• _TASK DETAILS_
Convert everything from the record containing "Each matching instance of the pediment" down to the end of the records into a two-column CSV with the columns text and answer. Give one row per record, with each field quoted and any line breaks replaced by spaces.

BEGIN DATA LINES

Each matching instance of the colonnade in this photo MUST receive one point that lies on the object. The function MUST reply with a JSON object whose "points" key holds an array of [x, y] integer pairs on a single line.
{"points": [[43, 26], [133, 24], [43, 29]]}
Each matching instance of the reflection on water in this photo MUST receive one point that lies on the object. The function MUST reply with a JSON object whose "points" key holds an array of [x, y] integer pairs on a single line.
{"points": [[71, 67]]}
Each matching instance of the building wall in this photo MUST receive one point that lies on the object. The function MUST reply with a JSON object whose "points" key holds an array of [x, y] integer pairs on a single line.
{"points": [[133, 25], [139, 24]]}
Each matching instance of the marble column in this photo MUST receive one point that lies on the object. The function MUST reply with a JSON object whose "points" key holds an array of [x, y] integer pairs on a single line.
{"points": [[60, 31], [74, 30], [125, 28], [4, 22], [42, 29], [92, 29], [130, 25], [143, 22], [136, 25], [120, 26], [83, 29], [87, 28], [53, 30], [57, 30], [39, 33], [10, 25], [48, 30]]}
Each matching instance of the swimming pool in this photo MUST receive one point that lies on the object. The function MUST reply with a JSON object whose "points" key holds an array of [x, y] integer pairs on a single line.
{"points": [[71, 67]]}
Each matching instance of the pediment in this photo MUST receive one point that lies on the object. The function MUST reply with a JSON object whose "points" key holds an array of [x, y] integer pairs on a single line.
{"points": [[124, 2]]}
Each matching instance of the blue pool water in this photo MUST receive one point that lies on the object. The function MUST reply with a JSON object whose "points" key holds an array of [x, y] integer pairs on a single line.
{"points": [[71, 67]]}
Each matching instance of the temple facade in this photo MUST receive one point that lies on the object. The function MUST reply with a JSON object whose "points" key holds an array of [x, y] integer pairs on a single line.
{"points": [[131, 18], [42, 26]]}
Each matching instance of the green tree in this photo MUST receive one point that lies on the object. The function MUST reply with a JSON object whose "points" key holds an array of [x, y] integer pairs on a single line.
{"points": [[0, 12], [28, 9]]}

END DATA LINES

• _WRITTEN RESPONSE_
text,answer
"Each matching instance of the pediment in this photo MUST receive one point that lies on the object. The function MUST reply with a JSON object whose ""points"" key holds an array of [x, y] integer pairs on a single line.","{""points"": [[124, 2]]}"
"Each matching instance of the blue pool water in this photo MUST receive one point that lies on the object. The function MUST reply with a JSON object whose ""points"" key holds an array of [x, y] integer pairs on a single line.","{""points"": [[71, 67]]}"
"Each matching instance of the temple facade in this photo MUST receive one point that lies on the object. The function MUST reply with a JSON object whose ""points"" key holds an array of [x, y] integer pairs on a single line.","{""points"": [[131, 18], [42, 26]]}"
"Each matching instance of the green tree in this photo MUST receive one point that lies on the object. The function MUST reply with a JSON object whose ""points"" key holds an array of [x, y] integer pairs on a single line.","{""points"": [[0, 12], [28, 9]]}"